■ **TEXT SEGMENT**:
>>>

A mini lesson is a short lesson with a narrow focus that provides instruction in a skill or concept that students will then relate to a larger lesson that will follow. A mini lesson typically precedes reading workshop or writing workshop, but it can serve as an introduction to a social studies, science, or math lesson. Mini lessons can be used to teach particular skills, extend previous learning, create interest in a topic and generate questions, or introduce strategies.

Why Is It Important?

As Lucy Calkins explains in The Art of Teaching Writing, the mini lesson allows a teacher to convey a tip or strategy to students that they will use often (Calkins 1986). Sharing tips and strategies in this way allows students to gain valuable, relevant skills on a regular basis without spending too much time on drill and worksheets that might otherwise be used to teach the same skills. The lessons can focus on any number of topics, including reading, writing, problem-solving strategies and skills, or even classroom procedures. Using authentic student work as a springboard, teacher-created mini lessons can serve the needs of students by focusing on a single topic across multiple instructional levels.

<<<

■ **GIVEN EXERCISE**:
Answer these questions from the mini lesson passage:
1. What does a mini lesson typically precede?
2. In which book does Lucy Calkins explain the mini lesson?
3. What can teacher-created mini lessons use as a springboard?
The records have no connection to the passage on mini lessons.

Region outline entries
>>>

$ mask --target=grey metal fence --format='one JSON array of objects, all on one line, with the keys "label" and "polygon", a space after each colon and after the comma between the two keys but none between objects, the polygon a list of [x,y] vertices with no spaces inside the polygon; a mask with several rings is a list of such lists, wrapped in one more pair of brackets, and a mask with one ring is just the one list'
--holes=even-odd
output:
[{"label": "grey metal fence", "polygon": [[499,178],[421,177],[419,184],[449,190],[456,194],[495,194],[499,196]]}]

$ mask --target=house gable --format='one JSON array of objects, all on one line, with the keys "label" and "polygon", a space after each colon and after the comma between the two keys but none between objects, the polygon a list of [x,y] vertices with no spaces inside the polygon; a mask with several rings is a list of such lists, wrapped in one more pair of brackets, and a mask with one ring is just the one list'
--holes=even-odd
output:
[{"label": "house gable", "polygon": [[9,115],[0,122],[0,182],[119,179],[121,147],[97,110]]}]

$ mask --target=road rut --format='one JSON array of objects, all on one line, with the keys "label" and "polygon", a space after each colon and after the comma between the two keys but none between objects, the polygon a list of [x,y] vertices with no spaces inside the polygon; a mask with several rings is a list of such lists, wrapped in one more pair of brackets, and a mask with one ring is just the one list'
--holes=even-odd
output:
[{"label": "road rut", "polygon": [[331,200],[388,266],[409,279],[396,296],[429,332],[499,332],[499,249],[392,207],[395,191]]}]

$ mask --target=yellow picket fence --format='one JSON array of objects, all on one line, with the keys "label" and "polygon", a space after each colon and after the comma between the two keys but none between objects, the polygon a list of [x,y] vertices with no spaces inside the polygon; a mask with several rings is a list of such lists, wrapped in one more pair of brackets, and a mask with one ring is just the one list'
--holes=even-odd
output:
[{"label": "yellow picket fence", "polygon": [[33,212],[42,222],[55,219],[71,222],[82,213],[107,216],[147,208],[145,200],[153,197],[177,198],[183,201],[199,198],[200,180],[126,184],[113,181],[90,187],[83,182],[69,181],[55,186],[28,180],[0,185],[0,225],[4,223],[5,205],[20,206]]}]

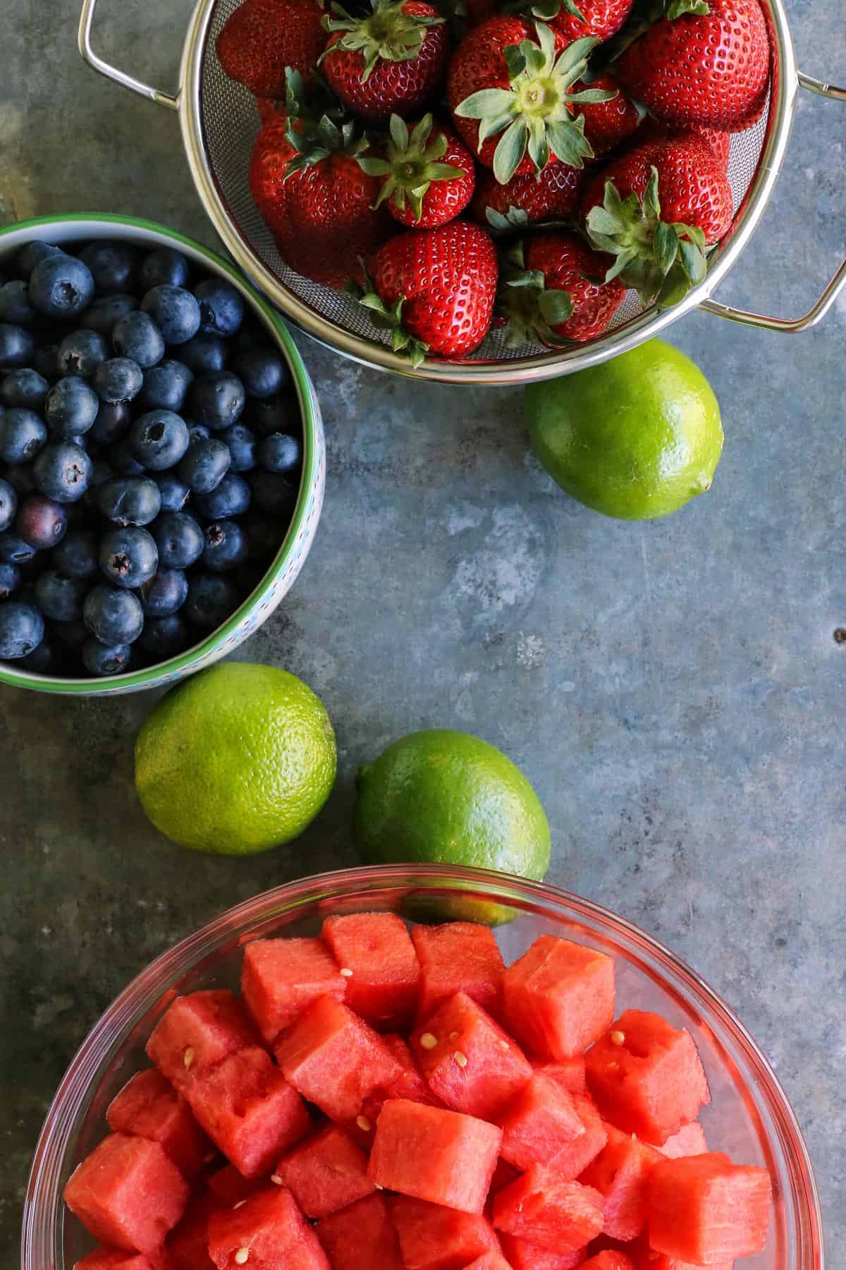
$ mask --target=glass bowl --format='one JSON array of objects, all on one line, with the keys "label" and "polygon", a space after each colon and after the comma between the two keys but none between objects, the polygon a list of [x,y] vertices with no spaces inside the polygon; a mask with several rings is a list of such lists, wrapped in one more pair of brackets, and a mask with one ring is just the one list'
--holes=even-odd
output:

<<<

■ **WORKED SOLUTION**:
1. Reading workshop or writing workshop.
2. The Art of Teaching Writing.
3. Authentic student work.